#### THE PROBLEM:
Starting at the line that contains "TARGET = setting sun", return every line through the end of the entries below, exactly and with nothing else.

#### DATA FOR THIS TASK:
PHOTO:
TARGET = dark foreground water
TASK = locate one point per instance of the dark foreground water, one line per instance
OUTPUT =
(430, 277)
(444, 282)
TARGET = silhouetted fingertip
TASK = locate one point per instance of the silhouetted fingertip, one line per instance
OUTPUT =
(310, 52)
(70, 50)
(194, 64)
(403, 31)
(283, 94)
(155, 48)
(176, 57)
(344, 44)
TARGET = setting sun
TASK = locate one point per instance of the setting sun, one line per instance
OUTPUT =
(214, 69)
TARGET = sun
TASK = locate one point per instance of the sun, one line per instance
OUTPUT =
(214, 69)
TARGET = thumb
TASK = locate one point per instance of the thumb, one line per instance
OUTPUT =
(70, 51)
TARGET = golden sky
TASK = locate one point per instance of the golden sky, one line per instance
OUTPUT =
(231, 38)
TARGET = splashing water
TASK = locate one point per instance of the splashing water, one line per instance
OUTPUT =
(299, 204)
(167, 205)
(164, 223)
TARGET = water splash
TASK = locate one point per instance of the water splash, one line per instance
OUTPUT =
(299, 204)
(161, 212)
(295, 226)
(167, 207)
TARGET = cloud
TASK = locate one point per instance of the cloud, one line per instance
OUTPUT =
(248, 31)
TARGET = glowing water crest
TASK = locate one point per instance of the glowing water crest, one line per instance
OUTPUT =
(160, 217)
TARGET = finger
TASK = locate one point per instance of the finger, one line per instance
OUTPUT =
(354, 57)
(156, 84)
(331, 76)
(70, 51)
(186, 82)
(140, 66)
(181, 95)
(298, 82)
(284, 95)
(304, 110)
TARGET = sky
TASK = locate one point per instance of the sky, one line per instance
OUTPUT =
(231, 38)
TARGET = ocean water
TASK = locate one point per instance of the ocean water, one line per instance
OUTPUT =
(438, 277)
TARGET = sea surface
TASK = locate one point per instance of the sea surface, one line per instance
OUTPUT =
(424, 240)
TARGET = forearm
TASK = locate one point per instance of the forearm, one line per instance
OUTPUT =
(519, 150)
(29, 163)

#### ANSWER TO THIS TASK:
TARGET = setting sun
TASK = locate one point per instance of the setting sun, one line per instance
OUTPUT =
(214, 69)
TARGET = sun
TASK = locate one point per instance of the sun, one line per instance
OUTPUT =
(214, 69)
TARGET = thumb
TASK = locate one point per instance of the thumb, one line per instance
OUTPUT =
(70, 51)
TARGET = golden sky
TASK = locate one point per instance of the golden sky, one line per instance
OUTPUT =
(231, 38)
TARGET = splashing water
TASK = locate one point per instance of the splashing water, one line per instance
OUTPUT =
(299, 204)
(167, 205)
(164, 223)
TARGET = water splash
TASK = locate one point per instance of the water splash, one line per instance
OUTPUT =
(299, 204)
(161, 212)
(295, 226)
(167, 207)
TARGET = cloud
TASK = locate one point per instance of the cloud, one line per instance
OUTPUT =
(248, 31)
TARGET = glowing water crest
TASK = locate one point per instance of the glowing water crest, one line per instance
OUTPUT =
(160, 217)
TARGET = finger
TASK = locate one point per instance of the finger, one line per instance
OUTPUT =
(354, 57)
(156, 84)
(331, 76)
(70, 51)
(186, 82)
(140, 66)
(181, 95)
(298, 82)
(284, 95)
(304, 110)
TARGET = sky
TASK = locate one point per instance of the sky, one line per instance
OUTPUT =
(231, 38)
TARGET = ocean water
TASK = locate one point per instance of the ocean water, one line per instance
OUTPUT =
(438, 277)
TARGET = sea surface
TASK = locate one point per instance of the sea surface, one line per instance
OUTPUT =
(424, 240)
TARGET = forearm
TASK = locate one point per instance of the forearm, one line per instance
OUTPUT =
(519, 150)
(29, 163)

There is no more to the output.